Collected data:
--- START ---

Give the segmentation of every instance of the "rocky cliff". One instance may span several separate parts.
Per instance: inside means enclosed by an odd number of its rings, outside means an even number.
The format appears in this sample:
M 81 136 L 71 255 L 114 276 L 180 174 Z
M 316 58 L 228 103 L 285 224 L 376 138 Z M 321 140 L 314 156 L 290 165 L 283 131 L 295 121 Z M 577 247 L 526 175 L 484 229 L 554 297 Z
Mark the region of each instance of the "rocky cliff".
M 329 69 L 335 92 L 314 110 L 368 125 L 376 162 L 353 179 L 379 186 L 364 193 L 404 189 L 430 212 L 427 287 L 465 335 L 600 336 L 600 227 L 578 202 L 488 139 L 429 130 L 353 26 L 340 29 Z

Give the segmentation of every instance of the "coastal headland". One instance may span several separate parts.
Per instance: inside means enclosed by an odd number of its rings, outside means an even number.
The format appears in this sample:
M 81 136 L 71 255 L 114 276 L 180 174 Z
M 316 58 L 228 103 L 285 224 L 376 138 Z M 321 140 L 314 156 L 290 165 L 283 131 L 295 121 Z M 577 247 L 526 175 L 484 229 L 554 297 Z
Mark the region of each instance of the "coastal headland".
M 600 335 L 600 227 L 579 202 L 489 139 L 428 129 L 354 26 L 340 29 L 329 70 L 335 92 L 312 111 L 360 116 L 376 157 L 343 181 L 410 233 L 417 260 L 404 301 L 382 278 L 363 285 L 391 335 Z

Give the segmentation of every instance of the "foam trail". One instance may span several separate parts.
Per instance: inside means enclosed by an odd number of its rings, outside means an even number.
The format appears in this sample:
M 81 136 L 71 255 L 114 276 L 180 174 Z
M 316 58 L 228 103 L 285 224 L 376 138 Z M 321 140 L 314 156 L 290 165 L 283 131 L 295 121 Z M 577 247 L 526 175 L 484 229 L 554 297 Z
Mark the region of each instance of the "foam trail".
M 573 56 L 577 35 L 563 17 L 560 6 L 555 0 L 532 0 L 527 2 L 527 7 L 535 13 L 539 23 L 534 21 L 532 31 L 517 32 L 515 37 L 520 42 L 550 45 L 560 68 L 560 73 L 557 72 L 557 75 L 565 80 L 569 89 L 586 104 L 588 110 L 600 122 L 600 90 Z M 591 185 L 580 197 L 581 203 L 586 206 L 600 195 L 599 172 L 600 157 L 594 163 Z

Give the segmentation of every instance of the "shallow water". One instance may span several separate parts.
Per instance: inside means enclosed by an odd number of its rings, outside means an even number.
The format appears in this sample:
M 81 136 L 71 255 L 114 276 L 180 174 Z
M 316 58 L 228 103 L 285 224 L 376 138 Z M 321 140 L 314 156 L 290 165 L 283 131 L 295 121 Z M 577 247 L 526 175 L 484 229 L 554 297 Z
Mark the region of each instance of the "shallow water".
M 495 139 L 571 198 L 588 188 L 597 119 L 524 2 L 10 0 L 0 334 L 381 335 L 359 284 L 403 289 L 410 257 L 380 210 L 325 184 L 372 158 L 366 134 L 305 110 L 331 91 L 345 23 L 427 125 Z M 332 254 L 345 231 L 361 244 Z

--- END ---

> **What you have to do**:
When a line in the records holds the string "Give", copy that line.

> **Your response**:
Give the segmentation of every instance of the "rocky cliff". One instance may span several separate parts.
Give the segmentation of every instance of the "coastal headland". One instance may span several separate parts.
Give the segmentation of every instance of the "foam trail". One instance may span several separate parts.
Give the segmentation of every instance of the "shallow water". One instance may span several separate parts.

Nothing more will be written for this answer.